What is needed:
Rewrite the entries below as a numbered list, one line per number, leaving out the blank lines.

━━━━

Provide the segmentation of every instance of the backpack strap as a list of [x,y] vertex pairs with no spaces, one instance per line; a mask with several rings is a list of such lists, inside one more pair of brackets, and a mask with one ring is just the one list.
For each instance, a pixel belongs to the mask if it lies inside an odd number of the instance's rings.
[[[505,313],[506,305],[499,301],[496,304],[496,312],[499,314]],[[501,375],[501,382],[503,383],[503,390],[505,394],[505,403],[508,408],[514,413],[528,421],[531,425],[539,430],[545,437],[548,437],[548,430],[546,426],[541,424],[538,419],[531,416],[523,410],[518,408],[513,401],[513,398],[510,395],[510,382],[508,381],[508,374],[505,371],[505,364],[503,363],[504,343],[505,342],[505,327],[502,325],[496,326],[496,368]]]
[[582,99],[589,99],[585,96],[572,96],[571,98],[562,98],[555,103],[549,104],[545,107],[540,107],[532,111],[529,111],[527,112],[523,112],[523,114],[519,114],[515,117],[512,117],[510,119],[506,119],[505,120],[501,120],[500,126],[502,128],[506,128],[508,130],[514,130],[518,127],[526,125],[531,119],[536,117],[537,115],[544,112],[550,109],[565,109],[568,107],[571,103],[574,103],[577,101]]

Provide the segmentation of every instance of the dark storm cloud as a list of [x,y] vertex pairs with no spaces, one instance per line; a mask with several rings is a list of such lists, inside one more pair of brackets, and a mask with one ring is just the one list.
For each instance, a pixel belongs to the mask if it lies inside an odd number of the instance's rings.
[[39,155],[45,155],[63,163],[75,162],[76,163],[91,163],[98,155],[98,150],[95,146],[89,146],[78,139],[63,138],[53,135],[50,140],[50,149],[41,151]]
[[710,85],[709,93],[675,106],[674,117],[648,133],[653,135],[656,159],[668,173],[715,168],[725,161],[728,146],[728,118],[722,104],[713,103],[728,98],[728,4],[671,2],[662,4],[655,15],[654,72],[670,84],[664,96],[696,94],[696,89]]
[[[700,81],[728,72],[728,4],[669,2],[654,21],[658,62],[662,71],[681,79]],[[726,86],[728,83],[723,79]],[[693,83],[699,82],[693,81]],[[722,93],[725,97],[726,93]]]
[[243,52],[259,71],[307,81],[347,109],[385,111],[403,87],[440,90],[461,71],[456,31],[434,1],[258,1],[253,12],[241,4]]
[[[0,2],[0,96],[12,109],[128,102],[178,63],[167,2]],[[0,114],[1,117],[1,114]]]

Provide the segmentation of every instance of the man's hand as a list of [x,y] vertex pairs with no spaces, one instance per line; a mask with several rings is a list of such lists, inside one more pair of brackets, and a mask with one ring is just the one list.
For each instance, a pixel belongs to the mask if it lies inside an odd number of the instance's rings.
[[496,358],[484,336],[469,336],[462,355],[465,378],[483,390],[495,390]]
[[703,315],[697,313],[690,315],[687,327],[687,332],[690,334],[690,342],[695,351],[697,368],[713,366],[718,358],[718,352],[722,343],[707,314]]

━━━━

Exercise solution:
1. Provide the segmentation of every instance of the backpack strap as a list of [x,y] vertex pairs with no spaces, one instance per line; a mask with several rings is a list of such lists, inside one more pair of brackets, and a mask with one ring is just the one list.
2. For each instance, a pixel belongs to the mask if it lies inside an odd number of the instance's rings.
3. [[[505,313],[506,305],[499,301],[496,304],[496,312],[499,314]],[[501,375],[501,382],[503,383],[503,390],[505,394],[505,403],[508,408],[514,413],[528,421],[531,425],[539,430],[545,437],[548,437],[548,430],[546,426],[541,424],[538,419],[531,416],[523,410],[518,408],[513,401],[513,398],[510,395],[510,382],[508,381],[508,374],[505,371],[505,364],[503,363],[504,343],[505,342],[505,327],[502,325],[496,326],[496,368]]]
4. [[582,99],[589,99],[585,96],[572,96],[571,98],[562,98],[555,103],[549,104],[545,107],[540,107],[532,111],[529,111],[527,112],[523,112],[523,114],[519,114],[515,117],[512,117],[510,119],[506,119],[505,120],[501,120],[500,126],[502,128],[506,128],[508,130],[514,130],[518,127],[526,125],[531,119],[536,117],[537,115],[544,112],[550,109],[565,109],[568,107],[571,103],[574,103],[577,101]]
5. Provide the segmentation of every instance of the dark storm cloud as a list of [x,y] vertex pairs with no spaces, one instance per line; a mask with several rings is a list of such lists, inside one more pair of brackets, and a mask with one ring is just the one list.
6. For each instance, a pixel belongs to the mask if it lies inside an odd number of the instance's rings.
7. [[39,155],[45,155],[63,163],[75,162],[76,163],[91,163],[98,155],[98,150],[95,146],[89,146],[78,139],[63,138],[53,135],[50,140],[50,149],[41,151]]
8. [[710,85],[709,93],[675,106],[674,117],[648,133],[653,135],[656,159],[668,173],[715,168],[725,161],[728,146],[728,118],[722,104],[713,103],[728,98],[728,4],[671,2],[662,4],[655,15],[654,72],[670,84],[664,96],[696,94],[696,89]]
9. [[[700,81],[728,72],[728,4],[669,2],[654,21],[658,62],[662,71],[681,79]],[[726,86],[728,83],[723,79]],[[693,83],[699,82],[693,81]],[[722,93],[725,97],[726,93]]]
10. [[243,52],[259,71],[307,81],[347,109],[385,111],[403,87],[440,90],[461,71],[456,31],[434,1],[258,1],[253,12],[241,4]]
11. [[[0,2],[0,96],[12,109],[128,102],[178,63],[167,2]],[[0,114],[1,117],[1,114]]]
12. Provide the segmentation of every instance of the man's hand as a list of [x,y] vertex pairs with no spaces, one instance per line; a mask with several rings is a list of such lists, inside one more pair of brackets, and a mask with one ring is just the one list.
13. For each instance, a pixel belongs to the mask if it lies inside an odd number of the instance's rings.
14. [[496,358],[484,336],[469,336],[462,355],[465,378],[483,390],[495,390]]
15. [[703,315],[697,313],[690,315],[687,327],[687,332],[690,334],[690,342],[695,351],[697,368],[713,366],[718,358],[718,352],[722,343],[707,314]]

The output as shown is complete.